- _Exercise directions_:
Lay out as a JSON list of strings every line from the one containing "Please segment the sky." through the last line of the entries, one string per line and leaving out blank lines. Include nothing else.

- _Listing_:
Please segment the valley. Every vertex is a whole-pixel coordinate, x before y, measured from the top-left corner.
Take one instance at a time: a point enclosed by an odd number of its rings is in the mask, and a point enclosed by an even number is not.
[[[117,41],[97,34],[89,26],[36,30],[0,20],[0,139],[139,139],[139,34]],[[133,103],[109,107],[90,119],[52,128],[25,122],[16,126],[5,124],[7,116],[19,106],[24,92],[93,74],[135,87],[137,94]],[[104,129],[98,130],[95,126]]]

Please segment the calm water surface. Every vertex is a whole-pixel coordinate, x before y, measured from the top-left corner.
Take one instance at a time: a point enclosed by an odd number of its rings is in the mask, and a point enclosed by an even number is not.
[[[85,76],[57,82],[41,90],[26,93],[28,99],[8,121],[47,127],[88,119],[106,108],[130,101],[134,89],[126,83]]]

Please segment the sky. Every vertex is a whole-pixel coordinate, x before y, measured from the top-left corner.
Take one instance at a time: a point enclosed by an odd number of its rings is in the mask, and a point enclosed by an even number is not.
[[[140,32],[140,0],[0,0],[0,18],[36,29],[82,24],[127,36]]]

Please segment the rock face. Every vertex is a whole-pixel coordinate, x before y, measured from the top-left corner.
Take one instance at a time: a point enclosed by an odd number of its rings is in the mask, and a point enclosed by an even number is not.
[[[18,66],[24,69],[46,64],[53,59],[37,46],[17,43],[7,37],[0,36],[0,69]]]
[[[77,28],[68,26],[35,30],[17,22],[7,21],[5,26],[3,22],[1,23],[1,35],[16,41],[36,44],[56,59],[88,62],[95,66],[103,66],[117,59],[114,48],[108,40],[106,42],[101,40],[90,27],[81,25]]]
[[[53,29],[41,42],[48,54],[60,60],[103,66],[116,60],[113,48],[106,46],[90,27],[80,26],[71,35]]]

- _Solution to this task_:
[
  "Please segment the sky. Every vertex is a whole-pixel coordinate, x before y, measured from the top-left corner.",
  "Take one instance at a time: a point enclosed by an odd number of its rings is in the mask, and a point enclosed by an even number is not.",
  "[[[140,32],[140,0],[0,0],[0,18],[36,29],[82,24],[127,36]]]",
  "Please segment the rock face. Every vertex is a whole-pixel coordinate, x before y, measured from the top-left corner.",
  "Take one instance at a time: a point enclosed by an odd number of its rings is in the mask, and a point enclosed by an even number is not.",
  "[[[18,66],[24,69],[46,64],[53,59],[37,46],[17,43],[7,37],[0,36],[0,69]]]",
  "[[[77,28],[68,26],[35,30],[17,22],[7,21],[5,26],[3,22],[1,23],[1,35],[16,41],[36,44],[56,59],[88,62],[95,66],[103,66],[117,59],[114,48],[108,40],[106,42],[101,40],[90,27],[81,25]]]",
  "[[[53,29],[41,42],[48,54],[60,60],[103,66],[116,60],[113,48],[106,46],[90,27],[80,26],[71,35]]]"
]